▶ _Problem statement_
I need each line of the entries below that includes the string "plaid".

▶ _Data_

----------------------------------------

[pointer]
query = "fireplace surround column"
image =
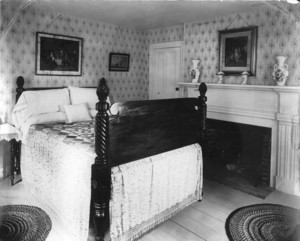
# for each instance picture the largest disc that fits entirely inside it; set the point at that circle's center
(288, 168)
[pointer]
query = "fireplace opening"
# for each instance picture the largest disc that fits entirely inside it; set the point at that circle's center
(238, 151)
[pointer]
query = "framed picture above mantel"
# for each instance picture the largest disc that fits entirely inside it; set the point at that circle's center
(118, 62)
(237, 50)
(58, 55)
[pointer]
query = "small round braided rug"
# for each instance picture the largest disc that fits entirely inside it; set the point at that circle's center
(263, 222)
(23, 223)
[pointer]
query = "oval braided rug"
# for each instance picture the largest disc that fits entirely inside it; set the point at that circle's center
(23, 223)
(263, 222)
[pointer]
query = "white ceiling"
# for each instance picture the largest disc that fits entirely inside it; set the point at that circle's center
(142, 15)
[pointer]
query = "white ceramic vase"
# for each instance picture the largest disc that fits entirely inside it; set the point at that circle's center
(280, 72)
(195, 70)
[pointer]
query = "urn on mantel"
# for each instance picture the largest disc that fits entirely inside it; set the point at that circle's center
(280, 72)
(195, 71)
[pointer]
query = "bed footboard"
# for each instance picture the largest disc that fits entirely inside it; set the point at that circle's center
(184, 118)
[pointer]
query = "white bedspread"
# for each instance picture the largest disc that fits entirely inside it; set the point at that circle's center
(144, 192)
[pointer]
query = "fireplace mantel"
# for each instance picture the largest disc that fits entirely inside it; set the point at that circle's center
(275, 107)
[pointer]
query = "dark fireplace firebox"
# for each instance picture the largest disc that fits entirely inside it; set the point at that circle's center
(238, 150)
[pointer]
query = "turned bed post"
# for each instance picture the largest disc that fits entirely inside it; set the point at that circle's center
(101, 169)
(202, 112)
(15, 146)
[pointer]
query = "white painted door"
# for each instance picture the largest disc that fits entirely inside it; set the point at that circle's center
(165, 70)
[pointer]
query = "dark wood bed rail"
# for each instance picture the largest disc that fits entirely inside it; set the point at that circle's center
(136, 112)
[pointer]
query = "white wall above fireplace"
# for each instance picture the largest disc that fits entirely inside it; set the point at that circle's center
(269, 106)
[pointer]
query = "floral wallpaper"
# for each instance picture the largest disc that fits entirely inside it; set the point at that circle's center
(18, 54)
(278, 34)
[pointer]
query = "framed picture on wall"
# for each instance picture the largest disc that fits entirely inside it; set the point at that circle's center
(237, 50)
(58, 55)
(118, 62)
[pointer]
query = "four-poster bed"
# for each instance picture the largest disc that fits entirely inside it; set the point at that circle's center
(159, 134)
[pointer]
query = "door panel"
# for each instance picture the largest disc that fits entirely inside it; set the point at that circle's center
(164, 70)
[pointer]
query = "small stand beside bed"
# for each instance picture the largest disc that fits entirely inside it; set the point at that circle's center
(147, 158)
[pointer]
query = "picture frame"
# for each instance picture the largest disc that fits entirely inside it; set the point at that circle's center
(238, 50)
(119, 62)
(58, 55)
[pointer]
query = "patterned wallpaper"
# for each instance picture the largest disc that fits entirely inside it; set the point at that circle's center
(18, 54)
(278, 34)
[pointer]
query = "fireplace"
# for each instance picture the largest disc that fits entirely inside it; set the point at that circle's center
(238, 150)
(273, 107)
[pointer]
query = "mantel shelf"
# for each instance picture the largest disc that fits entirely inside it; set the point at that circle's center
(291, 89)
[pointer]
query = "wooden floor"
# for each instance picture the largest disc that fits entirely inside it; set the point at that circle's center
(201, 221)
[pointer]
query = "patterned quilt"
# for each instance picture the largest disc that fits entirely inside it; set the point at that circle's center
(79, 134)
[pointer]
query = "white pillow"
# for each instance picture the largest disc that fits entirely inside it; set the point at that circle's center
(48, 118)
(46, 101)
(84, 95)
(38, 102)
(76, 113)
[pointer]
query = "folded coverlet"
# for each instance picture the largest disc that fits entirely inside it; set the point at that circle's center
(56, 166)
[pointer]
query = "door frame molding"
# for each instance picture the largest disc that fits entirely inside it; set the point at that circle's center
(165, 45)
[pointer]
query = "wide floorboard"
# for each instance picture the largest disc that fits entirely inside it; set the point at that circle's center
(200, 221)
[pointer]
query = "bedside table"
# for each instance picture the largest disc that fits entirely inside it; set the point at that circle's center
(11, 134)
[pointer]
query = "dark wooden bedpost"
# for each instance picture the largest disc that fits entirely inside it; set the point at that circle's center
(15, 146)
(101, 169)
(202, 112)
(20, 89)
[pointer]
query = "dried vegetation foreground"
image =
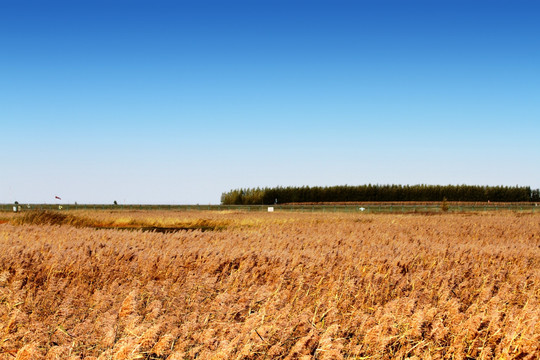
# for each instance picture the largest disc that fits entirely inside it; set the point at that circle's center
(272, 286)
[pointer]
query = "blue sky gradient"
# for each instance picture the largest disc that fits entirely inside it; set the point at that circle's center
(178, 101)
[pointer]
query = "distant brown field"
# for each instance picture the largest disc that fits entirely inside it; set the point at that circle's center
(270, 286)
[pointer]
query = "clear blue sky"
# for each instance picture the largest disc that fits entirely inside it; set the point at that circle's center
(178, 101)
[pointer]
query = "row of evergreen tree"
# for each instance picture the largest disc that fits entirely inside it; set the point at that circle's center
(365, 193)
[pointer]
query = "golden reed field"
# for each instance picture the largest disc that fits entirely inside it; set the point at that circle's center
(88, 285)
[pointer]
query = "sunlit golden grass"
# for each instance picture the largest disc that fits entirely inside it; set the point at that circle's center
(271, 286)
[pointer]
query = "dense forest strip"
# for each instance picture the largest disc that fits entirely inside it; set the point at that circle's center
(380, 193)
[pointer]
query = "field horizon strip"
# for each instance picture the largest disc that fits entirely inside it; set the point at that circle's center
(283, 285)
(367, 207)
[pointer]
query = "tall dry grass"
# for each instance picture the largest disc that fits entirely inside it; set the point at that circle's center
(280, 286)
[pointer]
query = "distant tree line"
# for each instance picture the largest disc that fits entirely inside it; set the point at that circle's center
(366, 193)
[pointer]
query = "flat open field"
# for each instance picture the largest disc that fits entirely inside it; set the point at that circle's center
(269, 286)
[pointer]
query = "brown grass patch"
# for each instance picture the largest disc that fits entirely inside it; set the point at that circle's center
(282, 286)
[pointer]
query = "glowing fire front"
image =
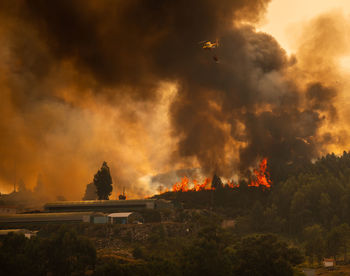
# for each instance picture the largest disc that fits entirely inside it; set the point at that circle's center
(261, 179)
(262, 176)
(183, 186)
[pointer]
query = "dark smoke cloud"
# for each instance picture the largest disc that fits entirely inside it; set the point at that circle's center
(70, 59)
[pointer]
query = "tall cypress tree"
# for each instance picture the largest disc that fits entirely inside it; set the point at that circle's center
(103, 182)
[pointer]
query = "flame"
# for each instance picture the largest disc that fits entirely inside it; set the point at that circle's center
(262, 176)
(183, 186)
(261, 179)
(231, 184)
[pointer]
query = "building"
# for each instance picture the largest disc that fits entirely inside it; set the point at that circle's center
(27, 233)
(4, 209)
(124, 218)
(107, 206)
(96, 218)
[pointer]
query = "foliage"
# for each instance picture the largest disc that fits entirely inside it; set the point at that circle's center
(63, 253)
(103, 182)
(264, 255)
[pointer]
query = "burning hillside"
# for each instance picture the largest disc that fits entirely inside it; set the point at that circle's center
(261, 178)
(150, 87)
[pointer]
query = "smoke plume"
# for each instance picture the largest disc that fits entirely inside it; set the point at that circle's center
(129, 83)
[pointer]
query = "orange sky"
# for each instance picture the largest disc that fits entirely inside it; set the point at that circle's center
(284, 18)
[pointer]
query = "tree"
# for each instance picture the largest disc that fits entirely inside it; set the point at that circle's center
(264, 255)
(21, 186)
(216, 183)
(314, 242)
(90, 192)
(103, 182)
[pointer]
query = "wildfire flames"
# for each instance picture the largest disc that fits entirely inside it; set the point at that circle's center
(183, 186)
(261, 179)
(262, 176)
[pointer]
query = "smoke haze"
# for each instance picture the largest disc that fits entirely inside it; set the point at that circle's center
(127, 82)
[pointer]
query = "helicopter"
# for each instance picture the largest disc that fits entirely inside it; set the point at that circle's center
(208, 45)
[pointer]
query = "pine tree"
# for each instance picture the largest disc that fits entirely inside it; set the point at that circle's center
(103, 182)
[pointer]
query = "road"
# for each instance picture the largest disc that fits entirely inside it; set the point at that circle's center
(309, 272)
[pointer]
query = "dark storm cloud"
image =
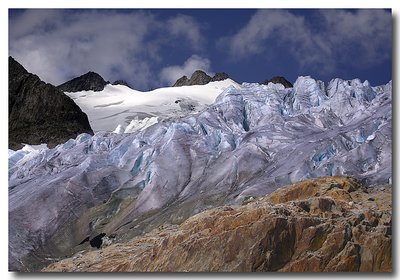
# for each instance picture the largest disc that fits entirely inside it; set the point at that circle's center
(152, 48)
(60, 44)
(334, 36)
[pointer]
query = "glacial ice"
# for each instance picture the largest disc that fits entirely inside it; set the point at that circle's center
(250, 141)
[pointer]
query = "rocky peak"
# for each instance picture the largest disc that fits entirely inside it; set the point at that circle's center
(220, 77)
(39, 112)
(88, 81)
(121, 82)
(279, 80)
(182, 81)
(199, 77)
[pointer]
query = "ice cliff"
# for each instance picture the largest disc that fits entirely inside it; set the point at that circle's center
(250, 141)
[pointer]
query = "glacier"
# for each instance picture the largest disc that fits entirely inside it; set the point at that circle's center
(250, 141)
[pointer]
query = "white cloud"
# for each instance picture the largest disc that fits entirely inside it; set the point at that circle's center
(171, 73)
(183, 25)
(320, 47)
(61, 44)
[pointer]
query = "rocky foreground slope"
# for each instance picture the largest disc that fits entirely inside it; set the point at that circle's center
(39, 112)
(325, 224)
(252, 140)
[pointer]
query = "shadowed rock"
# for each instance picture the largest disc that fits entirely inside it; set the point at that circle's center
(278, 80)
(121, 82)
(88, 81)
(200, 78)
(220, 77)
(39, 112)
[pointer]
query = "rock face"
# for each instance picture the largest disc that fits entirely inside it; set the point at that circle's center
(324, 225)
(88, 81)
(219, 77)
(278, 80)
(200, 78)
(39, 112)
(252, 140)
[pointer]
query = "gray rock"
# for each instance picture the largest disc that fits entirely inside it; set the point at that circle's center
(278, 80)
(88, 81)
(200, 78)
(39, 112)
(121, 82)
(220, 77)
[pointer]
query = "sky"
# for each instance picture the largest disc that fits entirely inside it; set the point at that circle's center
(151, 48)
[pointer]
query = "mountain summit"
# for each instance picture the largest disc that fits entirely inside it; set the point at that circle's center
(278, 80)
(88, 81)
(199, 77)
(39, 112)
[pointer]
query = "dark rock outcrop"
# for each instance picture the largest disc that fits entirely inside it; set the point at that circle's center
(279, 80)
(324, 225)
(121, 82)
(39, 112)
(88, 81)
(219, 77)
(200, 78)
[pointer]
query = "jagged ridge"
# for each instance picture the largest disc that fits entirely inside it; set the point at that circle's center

----------------------------------------

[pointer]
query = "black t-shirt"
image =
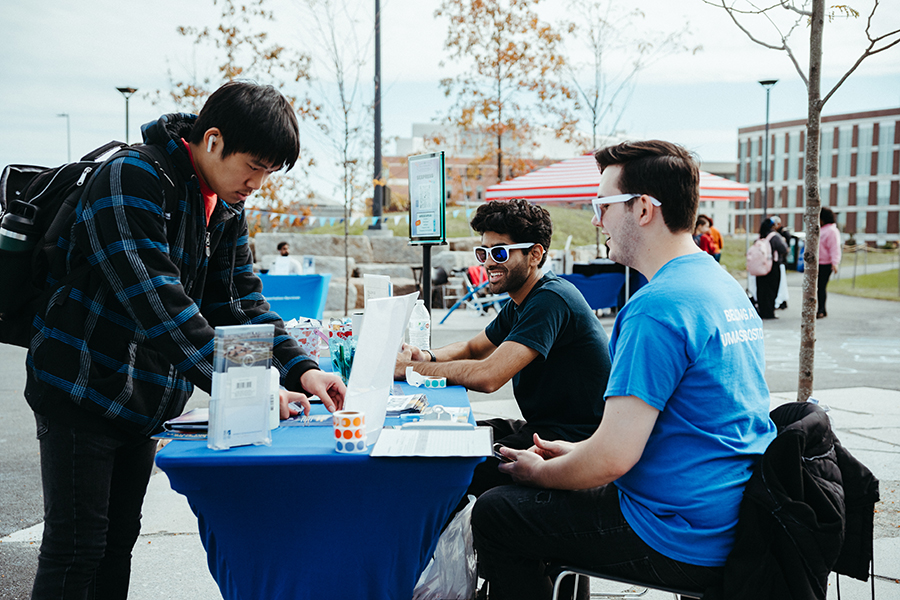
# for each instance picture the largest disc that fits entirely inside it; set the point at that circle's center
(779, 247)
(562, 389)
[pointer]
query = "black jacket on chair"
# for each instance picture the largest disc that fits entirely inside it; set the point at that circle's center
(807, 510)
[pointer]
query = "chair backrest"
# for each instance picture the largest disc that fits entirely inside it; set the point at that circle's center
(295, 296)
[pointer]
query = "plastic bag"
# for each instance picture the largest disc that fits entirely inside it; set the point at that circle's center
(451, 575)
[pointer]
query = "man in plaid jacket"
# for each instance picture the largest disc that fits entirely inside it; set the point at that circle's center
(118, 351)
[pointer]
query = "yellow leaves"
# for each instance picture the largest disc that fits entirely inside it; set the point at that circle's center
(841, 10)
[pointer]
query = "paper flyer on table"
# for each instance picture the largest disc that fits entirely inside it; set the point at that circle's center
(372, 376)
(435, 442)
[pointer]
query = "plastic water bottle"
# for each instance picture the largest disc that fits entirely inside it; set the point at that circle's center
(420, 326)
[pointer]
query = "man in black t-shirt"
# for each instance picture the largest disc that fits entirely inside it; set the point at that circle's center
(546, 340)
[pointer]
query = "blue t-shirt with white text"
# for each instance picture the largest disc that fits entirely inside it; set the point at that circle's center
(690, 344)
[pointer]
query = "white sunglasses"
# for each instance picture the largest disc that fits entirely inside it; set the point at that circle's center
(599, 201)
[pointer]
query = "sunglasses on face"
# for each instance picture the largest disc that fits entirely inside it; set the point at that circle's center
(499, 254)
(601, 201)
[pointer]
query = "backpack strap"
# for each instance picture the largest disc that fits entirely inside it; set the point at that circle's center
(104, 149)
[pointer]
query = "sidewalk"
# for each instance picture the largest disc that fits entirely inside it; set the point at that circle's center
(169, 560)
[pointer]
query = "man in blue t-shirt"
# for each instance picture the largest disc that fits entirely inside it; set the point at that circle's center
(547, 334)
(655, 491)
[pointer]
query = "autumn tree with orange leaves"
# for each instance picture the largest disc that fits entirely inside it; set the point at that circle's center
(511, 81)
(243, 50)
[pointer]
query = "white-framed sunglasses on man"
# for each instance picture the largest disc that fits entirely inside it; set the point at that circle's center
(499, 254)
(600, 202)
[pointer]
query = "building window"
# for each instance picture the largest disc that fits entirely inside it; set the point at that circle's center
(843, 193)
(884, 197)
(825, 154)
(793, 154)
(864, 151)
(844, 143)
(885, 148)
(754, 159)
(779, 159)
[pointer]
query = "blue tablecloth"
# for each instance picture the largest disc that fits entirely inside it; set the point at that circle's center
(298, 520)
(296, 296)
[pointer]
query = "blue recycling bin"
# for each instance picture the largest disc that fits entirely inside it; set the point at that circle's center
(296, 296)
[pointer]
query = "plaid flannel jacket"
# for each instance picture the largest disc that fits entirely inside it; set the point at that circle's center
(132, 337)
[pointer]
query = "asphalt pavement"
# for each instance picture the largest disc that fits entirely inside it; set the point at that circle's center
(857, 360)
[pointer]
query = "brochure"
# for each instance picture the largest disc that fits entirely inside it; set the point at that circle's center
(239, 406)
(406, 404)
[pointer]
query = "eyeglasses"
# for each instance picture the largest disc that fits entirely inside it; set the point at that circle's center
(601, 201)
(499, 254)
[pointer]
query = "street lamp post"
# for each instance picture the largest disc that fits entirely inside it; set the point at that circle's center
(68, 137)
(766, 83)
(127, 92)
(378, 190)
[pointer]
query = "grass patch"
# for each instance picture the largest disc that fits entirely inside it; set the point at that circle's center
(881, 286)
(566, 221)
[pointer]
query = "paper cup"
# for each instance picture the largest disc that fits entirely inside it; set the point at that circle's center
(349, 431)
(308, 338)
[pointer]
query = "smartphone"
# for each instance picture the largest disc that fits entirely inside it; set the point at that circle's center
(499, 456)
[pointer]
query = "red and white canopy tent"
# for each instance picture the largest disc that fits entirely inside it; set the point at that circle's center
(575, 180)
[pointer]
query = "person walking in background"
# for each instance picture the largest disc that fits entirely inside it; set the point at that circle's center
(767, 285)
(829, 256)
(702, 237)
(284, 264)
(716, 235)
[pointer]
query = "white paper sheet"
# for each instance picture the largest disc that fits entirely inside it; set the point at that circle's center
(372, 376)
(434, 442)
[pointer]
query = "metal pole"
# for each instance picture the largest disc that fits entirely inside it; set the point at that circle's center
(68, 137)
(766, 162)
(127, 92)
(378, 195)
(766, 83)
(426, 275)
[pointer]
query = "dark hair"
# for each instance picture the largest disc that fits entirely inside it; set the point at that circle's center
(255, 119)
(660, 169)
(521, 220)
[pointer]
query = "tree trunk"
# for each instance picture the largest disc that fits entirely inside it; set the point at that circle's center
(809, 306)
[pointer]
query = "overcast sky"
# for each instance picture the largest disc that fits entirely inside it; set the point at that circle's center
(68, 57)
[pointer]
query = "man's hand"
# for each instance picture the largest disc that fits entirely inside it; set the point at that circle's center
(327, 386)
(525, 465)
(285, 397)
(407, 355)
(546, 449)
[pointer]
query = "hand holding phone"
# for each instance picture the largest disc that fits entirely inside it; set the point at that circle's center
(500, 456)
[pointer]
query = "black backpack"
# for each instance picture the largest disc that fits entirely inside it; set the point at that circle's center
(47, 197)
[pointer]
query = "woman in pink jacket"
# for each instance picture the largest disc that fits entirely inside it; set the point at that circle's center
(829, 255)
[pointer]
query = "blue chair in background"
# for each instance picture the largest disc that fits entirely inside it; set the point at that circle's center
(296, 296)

----------------------------------------

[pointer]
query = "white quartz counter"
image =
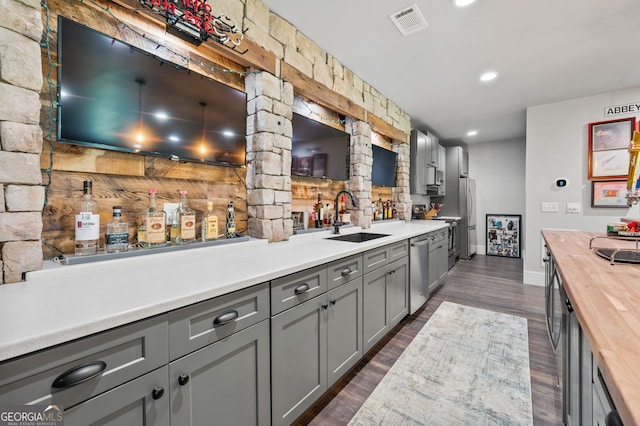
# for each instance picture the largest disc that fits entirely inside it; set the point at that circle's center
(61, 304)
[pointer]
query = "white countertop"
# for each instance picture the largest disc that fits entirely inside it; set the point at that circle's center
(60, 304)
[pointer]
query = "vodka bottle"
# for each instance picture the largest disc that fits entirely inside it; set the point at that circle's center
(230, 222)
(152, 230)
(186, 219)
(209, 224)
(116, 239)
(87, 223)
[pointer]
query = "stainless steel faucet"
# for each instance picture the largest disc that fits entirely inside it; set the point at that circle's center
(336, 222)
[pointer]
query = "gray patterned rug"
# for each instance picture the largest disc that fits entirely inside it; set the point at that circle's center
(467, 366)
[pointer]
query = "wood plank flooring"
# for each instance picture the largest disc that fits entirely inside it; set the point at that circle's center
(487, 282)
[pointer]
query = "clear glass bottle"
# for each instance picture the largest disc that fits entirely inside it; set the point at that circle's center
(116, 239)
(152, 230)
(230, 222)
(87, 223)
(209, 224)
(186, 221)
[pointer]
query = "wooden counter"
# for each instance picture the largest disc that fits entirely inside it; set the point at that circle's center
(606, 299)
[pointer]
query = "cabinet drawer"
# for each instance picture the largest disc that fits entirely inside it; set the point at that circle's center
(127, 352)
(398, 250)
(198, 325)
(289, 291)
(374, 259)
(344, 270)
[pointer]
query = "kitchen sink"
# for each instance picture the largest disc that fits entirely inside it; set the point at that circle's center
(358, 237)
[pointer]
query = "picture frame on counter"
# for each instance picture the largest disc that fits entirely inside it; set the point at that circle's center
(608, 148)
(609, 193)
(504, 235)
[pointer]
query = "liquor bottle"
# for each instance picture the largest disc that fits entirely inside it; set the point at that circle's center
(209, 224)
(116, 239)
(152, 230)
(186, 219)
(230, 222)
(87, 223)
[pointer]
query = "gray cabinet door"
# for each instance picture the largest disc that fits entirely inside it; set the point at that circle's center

----------------------------------------

▶ _Problem solution_
query = "man in plaid jacket"
query = "plaid flannel jacket"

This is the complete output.